#### EXTRACTED MATERIAL:
+++

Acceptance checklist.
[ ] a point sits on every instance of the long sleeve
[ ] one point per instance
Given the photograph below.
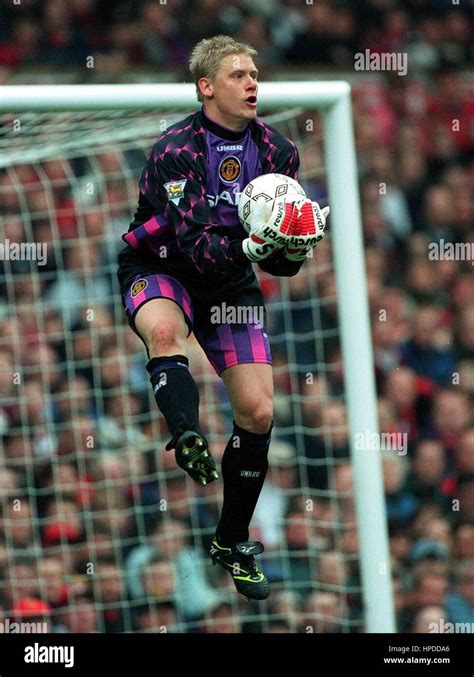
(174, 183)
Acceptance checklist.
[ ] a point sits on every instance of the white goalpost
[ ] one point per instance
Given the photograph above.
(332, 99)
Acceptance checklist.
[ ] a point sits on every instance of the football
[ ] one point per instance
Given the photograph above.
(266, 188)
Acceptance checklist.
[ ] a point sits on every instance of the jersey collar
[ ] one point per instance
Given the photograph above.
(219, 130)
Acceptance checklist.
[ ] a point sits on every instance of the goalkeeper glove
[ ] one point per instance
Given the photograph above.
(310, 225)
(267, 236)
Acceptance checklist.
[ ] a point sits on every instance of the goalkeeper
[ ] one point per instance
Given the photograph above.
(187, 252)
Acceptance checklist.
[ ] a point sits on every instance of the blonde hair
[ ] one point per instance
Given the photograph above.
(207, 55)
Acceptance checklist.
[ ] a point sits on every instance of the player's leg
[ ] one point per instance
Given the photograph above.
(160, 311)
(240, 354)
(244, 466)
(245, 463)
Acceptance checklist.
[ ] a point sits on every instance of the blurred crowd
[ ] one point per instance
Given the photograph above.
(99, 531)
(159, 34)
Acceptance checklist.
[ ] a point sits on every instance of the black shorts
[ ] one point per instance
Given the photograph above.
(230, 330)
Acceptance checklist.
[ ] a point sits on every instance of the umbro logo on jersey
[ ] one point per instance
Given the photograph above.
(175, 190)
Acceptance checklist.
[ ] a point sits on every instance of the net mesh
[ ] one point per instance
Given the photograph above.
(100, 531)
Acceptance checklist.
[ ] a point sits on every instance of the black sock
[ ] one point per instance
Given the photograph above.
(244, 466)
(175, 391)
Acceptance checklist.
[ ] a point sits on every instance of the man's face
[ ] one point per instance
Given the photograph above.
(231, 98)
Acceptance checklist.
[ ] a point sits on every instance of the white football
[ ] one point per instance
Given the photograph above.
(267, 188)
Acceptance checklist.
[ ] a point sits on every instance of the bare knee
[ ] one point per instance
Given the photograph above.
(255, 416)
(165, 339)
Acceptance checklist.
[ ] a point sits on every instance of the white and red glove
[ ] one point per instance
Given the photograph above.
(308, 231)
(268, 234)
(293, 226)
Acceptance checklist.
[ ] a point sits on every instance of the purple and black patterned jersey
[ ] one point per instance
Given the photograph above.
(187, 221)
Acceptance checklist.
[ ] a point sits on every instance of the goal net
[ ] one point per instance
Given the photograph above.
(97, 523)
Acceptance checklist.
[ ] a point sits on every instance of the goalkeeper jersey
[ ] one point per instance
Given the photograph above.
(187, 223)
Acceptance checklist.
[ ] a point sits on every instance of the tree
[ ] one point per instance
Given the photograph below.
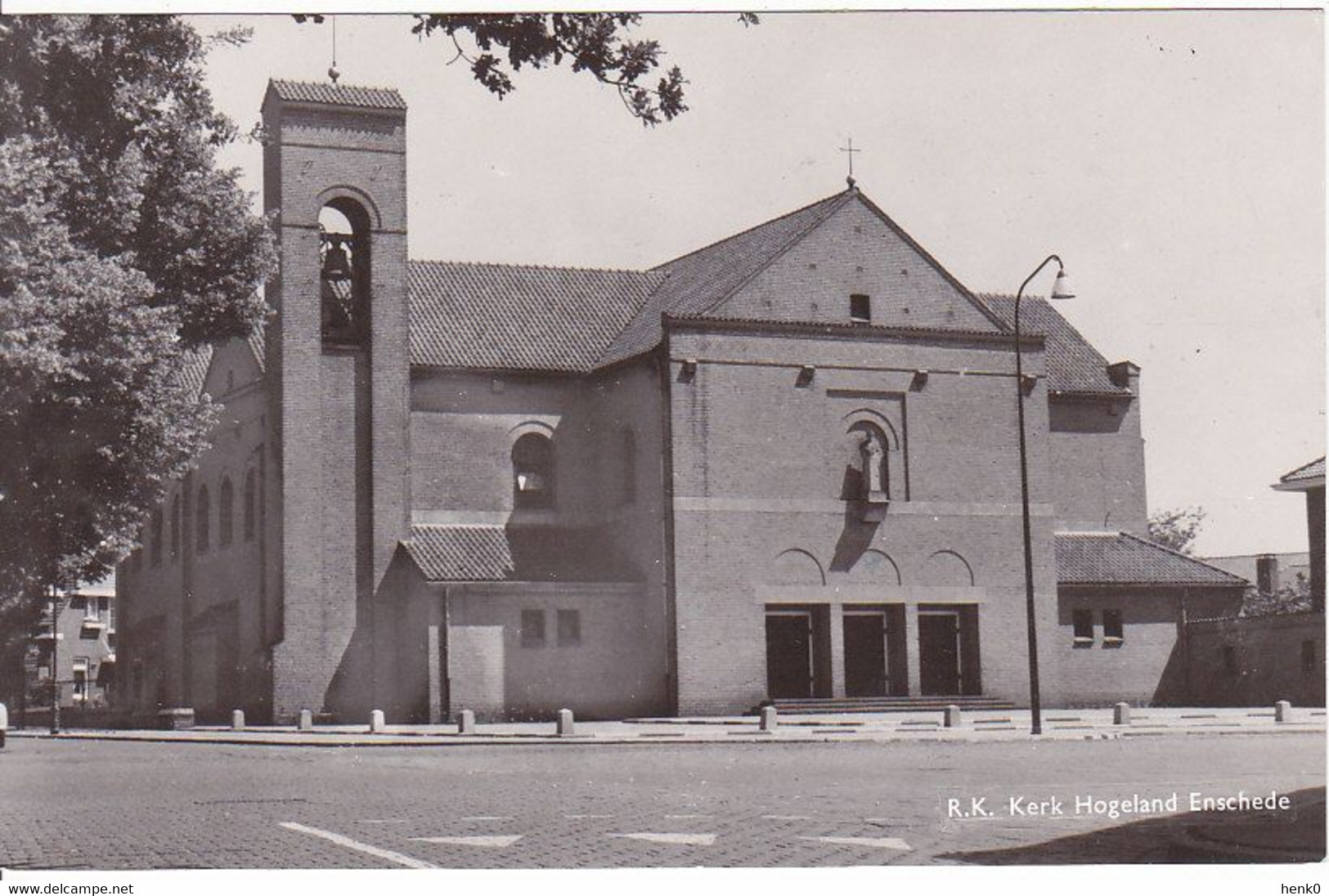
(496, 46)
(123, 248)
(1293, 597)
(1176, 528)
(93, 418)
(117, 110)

+++

#### TRY IT:
Every line that contains the string "goalkeeper" should be returned from the data.

#### COMPLETED EXERCISE:
[ ] a point sits on every instance of the goalkeeper glove
[ ] a point sits on every instance of the goalkeeper
[ ] a point sits on every instance of the goalkeeper jersey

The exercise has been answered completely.